__Given instruction__. Copy without any change the part of the records that opens with the line containing "of the green" and closes with the line containing "[[515, 187]]", including both of those lines.

__Data supplied__.
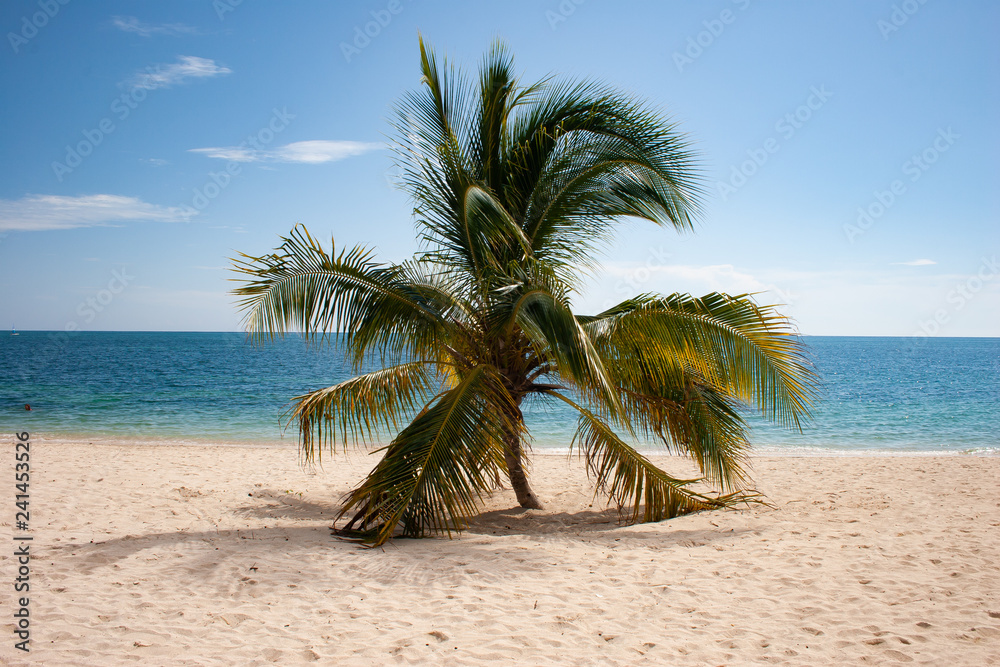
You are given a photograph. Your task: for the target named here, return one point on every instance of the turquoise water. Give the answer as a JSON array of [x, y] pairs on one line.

--

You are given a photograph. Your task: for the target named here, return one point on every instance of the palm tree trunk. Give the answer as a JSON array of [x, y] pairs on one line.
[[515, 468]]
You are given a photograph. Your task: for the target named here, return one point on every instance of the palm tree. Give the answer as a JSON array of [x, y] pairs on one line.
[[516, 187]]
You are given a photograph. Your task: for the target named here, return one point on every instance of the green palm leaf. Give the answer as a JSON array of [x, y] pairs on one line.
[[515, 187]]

__Solution for this problem__.
You are given a photograph. Your task: for the target named here, return one point on every instance of the green palm leaf. Give the answer as a JSON array of [x, y] pairs on one line.
[[515, 187]]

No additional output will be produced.